_PROBLEM DESCRIPTION_: Copy out, word for word, the stretch of lines below from the one containing "Put a marker on every instance of the dark" through the final line, including both ends.

[begin RECORDS TO USE]

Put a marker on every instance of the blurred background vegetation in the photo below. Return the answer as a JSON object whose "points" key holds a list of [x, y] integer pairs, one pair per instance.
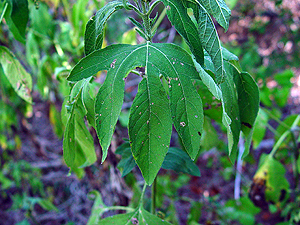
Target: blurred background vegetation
{"points": [[34, 184]]}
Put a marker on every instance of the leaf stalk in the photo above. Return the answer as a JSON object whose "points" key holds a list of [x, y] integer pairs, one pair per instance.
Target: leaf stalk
{"points": [[3, 12]]}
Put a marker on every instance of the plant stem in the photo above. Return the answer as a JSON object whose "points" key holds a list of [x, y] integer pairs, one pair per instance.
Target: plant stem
{"points": [[128, 209], [3, 12], [143, 194], [294, 160], [153, 196], [159, 20], [146, 20], [275, 118], [283, 136]]}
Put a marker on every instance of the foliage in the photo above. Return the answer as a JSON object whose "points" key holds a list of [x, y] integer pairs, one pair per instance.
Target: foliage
{"points": [[198, 89], [156, 106]]}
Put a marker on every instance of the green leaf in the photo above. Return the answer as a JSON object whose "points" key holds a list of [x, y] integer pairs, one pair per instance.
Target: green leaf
{"points": [[127, 163], [94, 32], [229, 56], [219, 11], [176, 159], [260, 127], [41, 21], [209, 38], [16, 74], [89, 105], [178, 69], [78, 144], [248, 101], [140, 216], [179, 161], [150, 124], [16, 17], [178, 16], [210, 137], [186, 105]]}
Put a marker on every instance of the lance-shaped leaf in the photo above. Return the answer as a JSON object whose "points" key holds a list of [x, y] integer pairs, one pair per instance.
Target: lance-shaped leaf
{"points": [[219, 10], [119, 60], [186, 106], [248, 101], [94, 32], [231, 119], [176, 159], [17, 16], [150, 125], [19, 79], [167, 59], [209, 38], [178, 16], [78, 143], [269, 180]]}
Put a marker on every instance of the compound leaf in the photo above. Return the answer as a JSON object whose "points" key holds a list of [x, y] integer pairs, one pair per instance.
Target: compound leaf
{"points": [[168, 60], [209, 38], [179, 161], [94, 32], [17, 76], [140, 216], [178, 16], [150, 124]]}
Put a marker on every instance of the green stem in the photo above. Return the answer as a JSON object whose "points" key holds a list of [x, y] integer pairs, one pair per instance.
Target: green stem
{"points": [[160, 19], [153, 196], [154, 4], [146, 20], [294, 160], [283, 136], [3, 12], [143, 194]]}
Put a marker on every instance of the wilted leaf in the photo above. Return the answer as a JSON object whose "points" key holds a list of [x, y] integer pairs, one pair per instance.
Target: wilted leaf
{"points": [[269, 181], [16, 74]]}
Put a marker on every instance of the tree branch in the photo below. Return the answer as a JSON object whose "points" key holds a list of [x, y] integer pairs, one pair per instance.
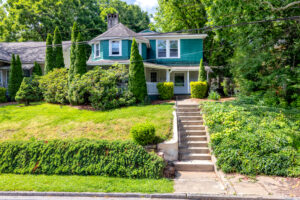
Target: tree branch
{"points": [[281, 8]]}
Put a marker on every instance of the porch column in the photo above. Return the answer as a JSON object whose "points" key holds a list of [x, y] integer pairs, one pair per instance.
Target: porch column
{"points": [[188, 80], [168, 75]]}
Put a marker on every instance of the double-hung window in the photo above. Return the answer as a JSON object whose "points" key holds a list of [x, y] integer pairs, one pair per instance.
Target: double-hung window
{"points": [[115, 48], [168, 48], [97, 50]]}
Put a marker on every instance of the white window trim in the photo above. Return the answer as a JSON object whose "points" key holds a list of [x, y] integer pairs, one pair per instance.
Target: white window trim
{"points": [[168, 49], [120, 48], [95, 50]]}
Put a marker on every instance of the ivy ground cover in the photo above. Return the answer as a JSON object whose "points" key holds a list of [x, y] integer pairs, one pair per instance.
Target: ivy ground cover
{"points": [[44, 121], [252, 139]]}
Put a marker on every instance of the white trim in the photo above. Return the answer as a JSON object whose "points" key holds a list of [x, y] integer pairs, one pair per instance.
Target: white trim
{"points": [[168, 49], [110, 49]]}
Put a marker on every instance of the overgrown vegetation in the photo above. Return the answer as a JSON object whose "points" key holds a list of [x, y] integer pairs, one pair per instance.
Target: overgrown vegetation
{"points": [[253, 139], [79, 157]]}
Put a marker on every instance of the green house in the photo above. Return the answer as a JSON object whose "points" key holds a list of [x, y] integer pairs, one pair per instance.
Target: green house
{"points": [[167, 57]]}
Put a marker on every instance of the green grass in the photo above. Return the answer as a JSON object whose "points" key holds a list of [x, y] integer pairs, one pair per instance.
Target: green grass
{"points": [[43, 183], [44, 121]]}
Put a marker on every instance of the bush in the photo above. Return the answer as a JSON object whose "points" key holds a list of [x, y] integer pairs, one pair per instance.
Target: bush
{"points": [[79, 157], [198, 89], [252, 139], [29, 91], [165, 90], [214, 95], [143, 134], [3, 95], [54, 86]]}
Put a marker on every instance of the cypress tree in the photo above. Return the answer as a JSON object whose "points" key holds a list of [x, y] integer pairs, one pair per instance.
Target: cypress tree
{"points": [[80, 61], [72, 52], [202, 72], [58, 50], [137, 82], [49, 60], [15, 77], [37, 70]]}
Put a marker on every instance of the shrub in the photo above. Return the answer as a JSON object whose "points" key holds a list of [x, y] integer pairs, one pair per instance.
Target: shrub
{"points": [[165, 90], [214, 95], [198, 89], [54, 86], [3, 95], [29, 91], [79, 157], [143, 134]]}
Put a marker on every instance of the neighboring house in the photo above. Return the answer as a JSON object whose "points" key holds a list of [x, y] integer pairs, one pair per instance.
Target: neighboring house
{"points": [[29, 53], [167, 57]]}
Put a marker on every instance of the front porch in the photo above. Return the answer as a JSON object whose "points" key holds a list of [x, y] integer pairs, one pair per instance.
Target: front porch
{"points": [[180, 76]]}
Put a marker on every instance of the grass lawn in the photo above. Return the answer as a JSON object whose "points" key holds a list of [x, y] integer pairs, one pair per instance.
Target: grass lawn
{"points": [[48, 121], [43, 183]]}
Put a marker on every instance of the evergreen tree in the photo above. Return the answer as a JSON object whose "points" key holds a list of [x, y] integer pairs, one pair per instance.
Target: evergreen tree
{"points": [[37, 70], [137, 82], [15, 77], [72, 52], [58, 50], [202, 72], [49, 60], [80, 61]]}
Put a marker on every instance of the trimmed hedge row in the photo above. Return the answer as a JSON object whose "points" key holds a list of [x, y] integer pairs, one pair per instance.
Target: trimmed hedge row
{"points": [[79, 157]]}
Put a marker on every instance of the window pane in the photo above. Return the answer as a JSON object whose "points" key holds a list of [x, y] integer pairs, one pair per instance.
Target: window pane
{"points": [[173, 48], [115, 47], [162, 48]]}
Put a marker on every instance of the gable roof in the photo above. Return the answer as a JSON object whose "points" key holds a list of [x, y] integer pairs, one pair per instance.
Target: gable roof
{"points": [[119, 31], [29, 52]]}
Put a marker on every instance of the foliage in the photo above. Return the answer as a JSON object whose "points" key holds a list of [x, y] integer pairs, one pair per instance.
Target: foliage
{"points": [[37, 70], [137, 81], [29, 91], [79, 157], [73, 183], [58, 50], [15, 77], [202, 72], [54, 86], [49, 58], [131, 15], [143, 134], [80, 58], [165, 90], [3, 95], [198, 89], [252, 139], [213, 95]]}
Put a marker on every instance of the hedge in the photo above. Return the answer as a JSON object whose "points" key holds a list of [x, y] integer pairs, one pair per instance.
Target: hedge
{"points": [[79, 157], [198, 89], [165, 90]]}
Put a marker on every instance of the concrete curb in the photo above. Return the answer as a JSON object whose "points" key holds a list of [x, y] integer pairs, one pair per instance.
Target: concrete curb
{"points": [[137, 195]]}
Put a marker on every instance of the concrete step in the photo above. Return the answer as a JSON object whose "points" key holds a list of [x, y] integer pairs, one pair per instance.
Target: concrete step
{"points": [[188, 114], [194, 150], [194, 156], [194, 144], [191, 122], [194, 165], [199, 117], [191, 127], [193, 132]]}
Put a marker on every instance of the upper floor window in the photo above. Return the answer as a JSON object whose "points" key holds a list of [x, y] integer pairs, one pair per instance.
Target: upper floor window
{"points": [[97, 50], [115, 48], [168, 48]]}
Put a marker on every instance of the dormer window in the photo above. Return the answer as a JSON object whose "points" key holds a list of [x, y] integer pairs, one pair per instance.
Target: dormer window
{"points": [[115, 48]]}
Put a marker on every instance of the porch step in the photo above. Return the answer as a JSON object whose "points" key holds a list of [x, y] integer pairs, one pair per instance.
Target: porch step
{"points": [[194, 165], [195, 156]]}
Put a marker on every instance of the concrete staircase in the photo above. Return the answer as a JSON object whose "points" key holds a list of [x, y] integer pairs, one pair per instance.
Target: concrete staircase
{"points": [[194, 154]]}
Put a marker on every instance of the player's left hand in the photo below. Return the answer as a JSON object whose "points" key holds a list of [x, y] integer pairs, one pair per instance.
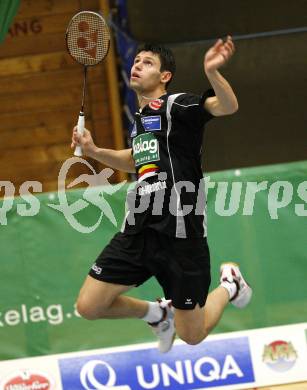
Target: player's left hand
{"points": [[219, 54]]}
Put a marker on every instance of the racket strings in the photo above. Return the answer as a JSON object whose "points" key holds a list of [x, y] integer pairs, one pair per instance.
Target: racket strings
{"points": [[88, 38]]}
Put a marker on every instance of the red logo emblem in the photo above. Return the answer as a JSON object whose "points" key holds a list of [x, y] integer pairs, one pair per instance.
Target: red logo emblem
{"points": [[27, 380], [156, 104]]}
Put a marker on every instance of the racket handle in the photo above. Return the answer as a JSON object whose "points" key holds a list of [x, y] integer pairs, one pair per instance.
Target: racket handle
{"points": [[80, 125]]}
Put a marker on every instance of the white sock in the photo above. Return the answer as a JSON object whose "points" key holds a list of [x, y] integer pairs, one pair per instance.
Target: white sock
{"points": [[154, 313], [231, 288]]}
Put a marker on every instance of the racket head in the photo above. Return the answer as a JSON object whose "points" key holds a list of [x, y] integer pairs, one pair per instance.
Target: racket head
{"points": [[88, 38]]}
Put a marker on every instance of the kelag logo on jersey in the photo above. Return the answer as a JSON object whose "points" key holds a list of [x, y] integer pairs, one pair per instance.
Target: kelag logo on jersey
{"points": [[151, 123], [210, 364], [145, 149]]}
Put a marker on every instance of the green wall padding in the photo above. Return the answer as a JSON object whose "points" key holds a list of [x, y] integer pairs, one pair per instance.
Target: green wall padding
{"points": [[44, 262]]}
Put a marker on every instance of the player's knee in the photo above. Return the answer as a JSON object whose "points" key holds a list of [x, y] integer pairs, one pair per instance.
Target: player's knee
{"points": [[192, 337], [89, 311]]}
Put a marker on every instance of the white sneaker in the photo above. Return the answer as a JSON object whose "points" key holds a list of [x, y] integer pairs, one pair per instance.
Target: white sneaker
{"points": [[230, 273], [165, 328]]}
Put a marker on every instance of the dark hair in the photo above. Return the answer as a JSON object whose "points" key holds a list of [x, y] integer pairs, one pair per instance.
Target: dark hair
{"points": [[166, 57]]}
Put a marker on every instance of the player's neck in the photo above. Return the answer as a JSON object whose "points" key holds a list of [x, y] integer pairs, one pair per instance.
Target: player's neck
{"points": [[146, 97]]}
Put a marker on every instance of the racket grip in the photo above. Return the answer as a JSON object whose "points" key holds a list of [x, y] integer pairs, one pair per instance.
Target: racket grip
{"points": [[80, 126]]}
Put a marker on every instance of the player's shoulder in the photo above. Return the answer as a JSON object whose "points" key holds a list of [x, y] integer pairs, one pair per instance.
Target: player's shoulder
{"points": [[186, 99]]}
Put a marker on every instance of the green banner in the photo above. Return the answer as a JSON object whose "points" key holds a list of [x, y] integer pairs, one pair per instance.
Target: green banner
{"points": [[8, 10], [256, 216]]}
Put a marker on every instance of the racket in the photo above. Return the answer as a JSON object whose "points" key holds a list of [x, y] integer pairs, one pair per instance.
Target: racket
{"points": [[88, 42]]}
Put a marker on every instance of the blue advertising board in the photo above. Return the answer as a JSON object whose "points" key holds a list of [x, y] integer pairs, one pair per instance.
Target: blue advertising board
{"points": [[210, 364]]}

[end RECORDS TO USE]

_FULL RESPONSE_:
Put a marker on every instance of the dark hair in the photo above. Return the answer as a JSON object whose "points" key holds a list of [x, y] integer pairs, one pair per instance.
Target: dark hair
{"points": [[166, 57]]}
Put a marker on every instance of the player's neck in the photo above. Return the answer as a JSON object whose "points" key holds a list of [x, y] integer pairs, one pair per instance.
Target: player's neck
{"points": [[146, 97]]}
Put a marker on every instance of the racket grip in the photo above. Return the answer as a JSON object whose "points" key holds a list of [x, y] integer pairs, one pair per instance.
Target: racket grip
{"points": [[80, 126]]}
Put a marker on every instance of the player's shoulder in the photo above. Return the answer as a JSON object whose "points" key holds a list of [x, y] integer pairs, one pair per instance.
Target: player's shoulder
{"points": [[186, 99]]}
Put a marker on every instance of the green banner in the photo above. Return the answer as a JSON object whose "points" key holds a list of [x, y] integer pairs, one pair per instance.
Target: green banner
{"points": [[8, 10], [256, 216]]}
Put a marker on every instance of the racket in the photo above. Return the answer as a JSON object whose "points" key holds a list of [x, y] integer pairs, one pair per instance.
Target: racket
{"points": [[88, 42]]}
Put a marker on every instance of the blue advertising board in the photo above. Return the answer as a JSON object whose "points" key holds a list of [x, y] integer pairs, one pair per instance.
Target: blue advertising board
{"points": [[210, 364]]}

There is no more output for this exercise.